═══ Supplied records

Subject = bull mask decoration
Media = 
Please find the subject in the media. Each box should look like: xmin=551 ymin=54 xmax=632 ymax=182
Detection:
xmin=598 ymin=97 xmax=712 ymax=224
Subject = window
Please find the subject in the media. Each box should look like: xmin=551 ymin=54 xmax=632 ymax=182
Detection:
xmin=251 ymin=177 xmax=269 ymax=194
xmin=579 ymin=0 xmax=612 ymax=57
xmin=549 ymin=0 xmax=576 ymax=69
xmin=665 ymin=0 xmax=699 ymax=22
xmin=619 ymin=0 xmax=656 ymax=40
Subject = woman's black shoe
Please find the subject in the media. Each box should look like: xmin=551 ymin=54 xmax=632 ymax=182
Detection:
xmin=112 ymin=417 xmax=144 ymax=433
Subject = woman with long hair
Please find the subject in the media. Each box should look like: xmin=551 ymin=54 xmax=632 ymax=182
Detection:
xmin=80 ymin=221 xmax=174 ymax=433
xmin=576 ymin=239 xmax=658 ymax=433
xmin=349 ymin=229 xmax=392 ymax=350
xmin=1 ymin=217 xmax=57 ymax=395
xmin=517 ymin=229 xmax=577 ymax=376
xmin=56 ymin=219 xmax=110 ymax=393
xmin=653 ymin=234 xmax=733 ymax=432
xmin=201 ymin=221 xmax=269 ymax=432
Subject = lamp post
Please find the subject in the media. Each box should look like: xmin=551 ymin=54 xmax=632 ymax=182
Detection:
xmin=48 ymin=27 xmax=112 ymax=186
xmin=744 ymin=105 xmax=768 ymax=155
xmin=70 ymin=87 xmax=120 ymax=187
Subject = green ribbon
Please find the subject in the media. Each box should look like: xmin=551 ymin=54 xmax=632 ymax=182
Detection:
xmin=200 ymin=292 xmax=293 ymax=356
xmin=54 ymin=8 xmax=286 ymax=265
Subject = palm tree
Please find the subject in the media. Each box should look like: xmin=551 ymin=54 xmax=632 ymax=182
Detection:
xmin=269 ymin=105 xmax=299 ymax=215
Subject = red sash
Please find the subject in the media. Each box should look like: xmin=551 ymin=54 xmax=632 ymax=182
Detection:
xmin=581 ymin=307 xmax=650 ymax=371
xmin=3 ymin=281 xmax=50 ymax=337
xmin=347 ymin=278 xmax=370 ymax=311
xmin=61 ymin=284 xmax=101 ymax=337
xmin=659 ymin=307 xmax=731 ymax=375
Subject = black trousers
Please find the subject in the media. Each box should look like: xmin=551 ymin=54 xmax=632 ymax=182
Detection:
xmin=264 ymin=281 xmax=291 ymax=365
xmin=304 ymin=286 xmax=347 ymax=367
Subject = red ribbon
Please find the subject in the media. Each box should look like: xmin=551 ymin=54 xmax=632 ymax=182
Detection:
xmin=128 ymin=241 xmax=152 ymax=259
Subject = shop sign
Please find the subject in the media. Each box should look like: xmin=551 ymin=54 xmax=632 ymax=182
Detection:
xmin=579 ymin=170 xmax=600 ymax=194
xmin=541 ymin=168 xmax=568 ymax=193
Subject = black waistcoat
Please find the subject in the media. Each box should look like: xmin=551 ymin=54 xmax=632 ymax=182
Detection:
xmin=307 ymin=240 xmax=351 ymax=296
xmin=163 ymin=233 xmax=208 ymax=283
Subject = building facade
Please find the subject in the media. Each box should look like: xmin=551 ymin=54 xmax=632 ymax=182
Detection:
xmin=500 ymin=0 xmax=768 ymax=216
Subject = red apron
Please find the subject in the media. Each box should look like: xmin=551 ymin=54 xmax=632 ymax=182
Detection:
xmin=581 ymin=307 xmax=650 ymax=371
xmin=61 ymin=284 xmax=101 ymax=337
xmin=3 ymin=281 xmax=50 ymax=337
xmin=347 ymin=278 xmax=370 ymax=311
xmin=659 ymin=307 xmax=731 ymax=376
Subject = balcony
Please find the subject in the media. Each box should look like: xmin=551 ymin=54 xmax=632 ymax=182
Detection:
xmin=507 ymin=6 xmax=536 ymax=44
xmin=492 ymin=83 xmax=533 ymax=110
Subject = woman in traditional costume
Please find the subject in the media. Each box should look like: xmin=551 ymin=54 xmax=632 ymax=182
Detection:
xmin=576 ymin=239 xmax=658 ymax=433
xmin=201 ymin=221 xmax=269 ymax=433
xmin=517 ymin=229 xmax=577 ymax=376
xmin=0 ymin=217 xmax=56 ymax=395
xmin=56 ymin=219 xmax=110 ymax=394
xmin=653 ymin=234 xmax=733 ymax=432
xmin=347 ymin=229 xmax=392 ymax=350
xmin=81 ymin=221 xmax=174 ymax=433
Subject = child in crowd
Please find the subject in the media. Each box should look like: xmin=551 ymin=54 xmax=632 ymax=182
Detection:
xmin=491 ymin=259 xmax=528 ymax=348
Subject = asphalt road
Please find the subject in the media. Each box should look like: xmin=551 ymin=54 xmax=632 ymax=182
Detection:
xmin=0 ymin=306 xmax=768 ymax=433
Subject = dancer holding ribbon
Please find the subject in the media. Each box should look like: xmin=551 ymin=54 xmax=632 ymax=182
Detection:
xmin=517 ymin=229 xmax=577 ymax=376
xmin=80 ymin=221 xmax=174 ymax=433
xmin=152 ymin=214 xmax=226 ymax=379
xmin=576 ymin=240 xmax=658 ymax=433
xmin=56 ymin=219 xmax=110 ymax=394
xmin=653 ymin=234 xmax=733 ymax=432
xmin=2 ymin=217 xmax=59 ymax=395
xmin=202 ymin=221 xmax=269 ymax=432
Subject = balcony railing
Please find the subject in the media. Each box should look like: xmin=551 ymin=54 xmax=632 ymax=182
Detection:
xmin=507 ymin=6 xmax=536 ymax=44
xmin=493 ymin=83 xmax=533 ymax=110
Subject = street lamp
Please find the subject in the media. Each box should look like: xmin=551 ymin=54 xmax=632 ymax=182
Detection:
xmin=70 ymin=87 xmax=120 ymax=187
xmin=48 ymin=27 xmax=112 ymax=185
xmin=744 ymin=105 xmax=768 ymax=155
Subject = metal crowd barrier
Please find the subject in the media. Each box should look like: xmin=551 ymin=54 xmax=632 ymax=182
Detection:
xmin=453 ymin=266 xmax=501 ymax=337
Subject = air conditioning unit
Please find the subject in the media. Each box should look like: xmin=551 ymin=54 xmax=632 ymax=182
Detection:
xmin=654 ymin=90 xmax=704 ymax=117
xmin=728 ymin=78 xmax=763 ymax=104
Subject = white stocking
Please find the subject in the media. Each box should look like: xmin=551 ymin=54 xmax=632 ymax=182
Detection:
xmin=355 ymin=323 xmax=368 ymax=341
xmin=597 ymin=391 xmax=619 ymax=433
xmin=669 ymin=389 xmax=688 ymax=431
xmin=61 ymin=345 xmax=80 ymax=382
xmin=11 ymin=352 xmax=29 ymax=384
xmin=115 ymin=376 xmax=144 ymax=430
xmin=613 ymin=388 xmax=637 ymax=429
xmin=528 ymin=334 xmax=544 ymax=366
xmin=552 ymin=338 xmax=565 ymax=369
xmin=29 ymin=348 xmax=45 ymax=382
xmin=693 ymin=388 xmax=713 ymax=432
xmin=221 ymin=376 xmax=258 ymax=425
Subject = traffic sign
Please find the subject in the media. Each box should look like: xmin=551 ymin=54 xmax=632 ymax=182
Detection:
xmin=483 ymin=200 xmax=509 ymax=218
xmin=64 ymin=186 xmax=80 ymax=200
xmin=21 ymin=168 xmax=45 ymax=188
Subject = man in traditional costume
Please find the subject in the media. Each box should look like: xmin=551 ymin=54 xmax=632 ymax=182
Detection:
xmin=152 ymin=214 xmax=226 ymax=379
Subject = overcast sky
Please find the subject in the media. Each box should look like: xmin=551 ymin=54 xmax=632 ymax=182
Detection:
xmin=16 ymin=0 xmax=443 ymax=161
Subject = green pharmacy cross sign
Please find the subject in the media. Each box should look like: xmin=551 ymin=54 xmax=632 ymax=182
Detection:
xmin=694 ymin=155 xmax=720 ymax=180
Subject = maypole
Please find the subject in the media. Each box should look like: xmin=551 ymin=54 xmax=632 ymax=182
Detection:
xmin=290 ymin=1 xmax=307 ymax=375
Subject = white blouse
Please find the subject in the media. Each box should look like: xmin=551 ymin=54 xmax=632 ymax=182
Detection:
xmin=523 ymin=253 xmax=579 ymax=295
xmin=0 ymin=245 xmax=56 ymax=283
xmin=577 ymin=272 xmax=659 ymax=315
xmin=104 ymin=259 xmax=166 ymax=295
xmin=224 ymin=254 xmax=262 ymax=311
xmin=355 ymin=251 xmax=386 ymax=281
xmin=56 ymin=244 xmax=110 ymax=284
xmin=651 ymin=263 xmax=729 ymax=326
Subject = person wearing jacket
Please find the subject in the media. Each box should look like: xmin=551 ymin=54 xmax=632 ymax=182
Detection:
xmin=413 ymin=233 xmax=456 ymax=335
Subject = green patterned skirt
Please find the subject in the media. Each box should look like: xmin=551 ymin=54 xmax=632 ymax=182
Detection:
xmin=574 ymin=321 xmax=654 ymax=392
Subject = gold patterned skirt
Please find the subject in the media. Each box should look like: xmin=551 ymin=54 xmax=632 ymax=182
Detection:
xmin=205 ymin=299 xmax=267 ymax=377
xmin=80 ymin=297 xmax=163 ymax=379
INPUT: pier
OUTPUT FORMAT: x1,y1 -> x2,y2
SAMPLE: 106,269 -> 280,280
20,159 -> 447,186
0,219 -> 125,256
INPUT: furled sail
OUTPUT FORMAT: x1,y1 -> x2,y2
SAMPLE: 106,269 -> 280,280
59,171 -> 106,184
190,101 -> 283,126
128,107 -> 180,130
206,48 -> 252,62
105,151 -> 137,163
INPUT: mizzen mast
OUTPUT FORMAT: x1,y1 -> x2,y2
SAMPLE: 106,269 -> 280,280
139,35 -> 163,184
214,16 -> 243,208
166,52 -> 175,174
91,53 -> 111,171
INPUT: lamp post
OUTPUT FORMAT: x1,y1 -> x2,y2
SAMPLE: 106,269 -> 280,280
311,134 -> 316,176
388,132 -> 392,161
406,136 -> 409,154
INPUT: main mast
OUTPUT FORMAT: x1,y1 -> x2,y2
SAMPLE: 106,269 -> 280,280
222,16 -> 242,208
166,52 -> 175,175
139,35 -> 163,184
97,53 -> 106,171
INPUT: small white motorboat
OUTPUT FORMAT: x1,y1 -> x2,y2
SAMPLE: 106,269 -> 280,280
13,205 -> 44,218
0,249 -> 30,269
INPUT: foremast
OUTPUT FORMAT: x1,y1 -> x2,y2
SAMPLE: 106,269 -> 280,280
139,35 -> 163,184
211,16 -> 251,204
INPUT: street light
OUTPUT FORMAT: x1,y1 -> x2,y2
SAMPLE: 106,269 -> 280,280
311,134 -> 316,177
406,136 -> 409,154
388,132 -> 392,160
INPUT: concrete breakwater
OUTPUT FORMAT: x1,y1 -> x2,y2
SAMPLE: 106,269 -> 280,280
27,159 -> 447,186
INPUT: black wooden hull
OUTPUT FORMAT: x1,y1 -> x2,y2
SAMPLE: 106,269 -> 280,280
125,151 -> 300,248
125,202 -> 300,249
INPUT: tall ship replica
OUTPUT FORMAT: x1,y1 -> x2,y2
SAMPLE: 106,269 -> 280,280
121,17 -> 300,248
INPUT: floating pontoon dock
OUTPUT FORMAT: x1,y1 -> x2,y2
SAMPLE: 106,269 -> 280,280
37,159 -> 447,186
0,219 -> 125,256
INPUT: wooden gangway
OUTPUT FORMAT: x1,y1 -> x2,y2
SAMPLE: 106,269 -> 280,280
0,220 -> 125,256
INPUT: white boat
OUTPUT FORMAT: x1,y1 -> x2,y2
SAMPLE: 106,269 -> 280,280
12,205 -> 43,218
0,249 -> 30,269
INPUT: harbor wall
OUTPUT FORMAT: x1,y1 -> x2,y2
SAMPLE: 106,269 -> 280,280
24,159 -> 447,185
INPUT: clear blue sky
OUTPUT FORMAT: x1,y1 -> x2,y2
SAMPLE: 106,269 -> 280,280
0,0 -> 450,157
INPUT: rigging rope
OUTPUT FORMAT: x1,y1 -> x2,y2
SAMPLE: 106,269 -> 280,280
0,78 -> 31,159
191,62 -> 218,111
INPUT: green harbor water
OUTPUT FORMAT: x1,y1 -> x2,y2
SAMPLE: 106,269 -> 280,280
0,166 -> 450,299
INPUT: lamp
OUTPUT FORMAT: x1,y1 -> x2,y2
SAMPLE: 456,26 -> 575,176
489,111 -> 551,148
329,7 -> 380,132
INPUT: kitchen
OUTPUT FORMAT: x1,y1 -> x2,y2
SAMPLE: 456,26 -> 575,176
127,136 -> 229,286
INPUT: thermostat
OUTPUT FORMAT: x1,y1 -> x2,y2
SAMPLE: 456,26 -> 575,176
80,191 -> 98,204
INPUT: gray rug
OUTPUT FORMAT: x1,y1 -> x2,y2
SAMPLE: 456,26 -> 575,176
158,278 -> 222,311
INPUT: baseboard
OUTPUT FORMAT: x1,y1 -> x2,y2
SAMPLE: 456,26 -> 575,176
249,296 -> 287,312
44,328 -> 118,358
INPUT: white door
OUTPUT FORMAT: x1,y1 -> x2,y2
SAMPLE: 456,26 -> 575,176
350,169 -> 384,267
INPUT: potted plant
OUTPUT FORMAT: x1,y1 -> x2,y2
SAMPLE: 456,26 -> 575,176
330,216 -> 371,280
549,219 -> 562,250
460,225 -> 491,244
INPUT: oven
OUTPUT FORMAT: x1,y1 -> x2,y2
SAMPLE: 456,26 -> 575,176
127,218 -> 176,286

══════

- Work to be completed: Add -142 to every bounding-box coordinate in the detection results across the stretch from the start of the data through the line containing "xmin=619 ymin=0 xmax=656 ymax=40", both ends included. Rewrite every line of that stretch in full, leaving all other lines and the sample box format untouched.

- Correct answer:
Subject = bull mask decoration
Media = 
Please find the subject in the media. Each box should look like: xmin=551 ymin=54 xmax=632 ymax=182
Detection:
xmin=456 ymin=-45 xmax=570 ymax=82
Subject = window
Please find the subject in the media. Each box should look like: xmin=551 ymin=54 xmax=632 ymax=182
Detection:
xmin=109 ymin=35 xmax=127 ymax=52
xmin=437 ymin=-142 xmax=470 ymax=-85
xmin=407 ymin=-142 xmax=434 ymax=-73
xmin=523 ymin=-142 xmax=557 ymax=-120
xmin=477 ymin=-142 xmax=514 ymax=-102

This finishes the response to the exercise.